* Work to do
Retype each of the following records line for line, without alteration, and leave the pictures out of your copy.

* Record list
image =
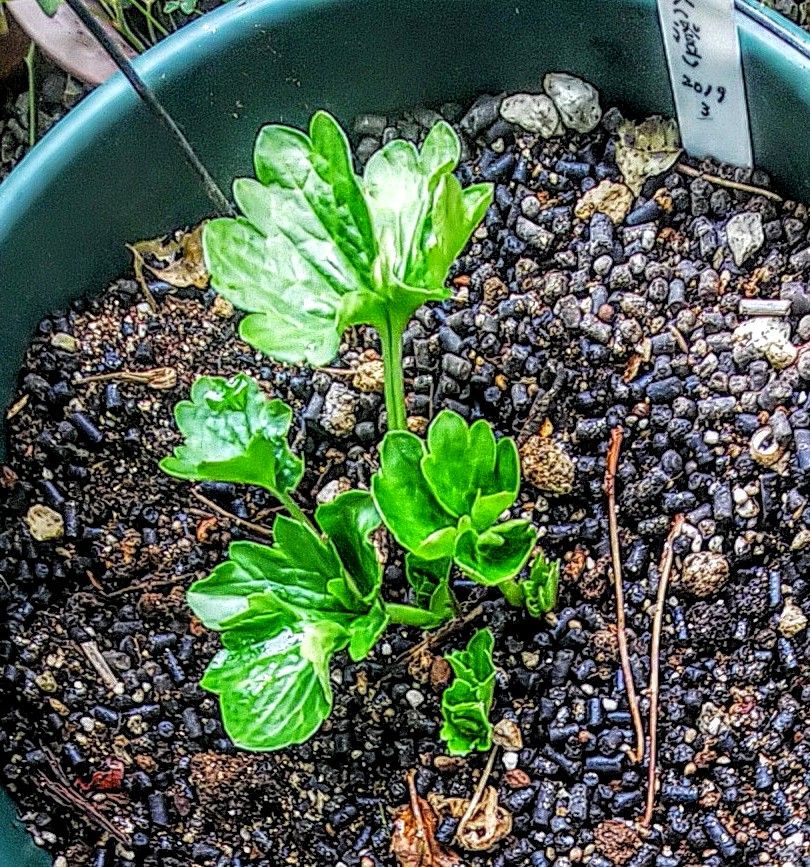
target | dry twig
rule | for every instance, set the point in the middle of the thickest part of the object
(479, 791)
(434, 638)
(616, 556)
(655, 650)
(94, 657)
(248, 525)
(64, 795)
(731, 185)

* Correct answer
image =
target | dry twig
rule | for every instance, set the point in the middle of the thickest part of the object
(479, 791)
(434, 638)
(616, 556)
(655, 650)
(94, 657)
(248, 525)
(64, 795)
(731, 185)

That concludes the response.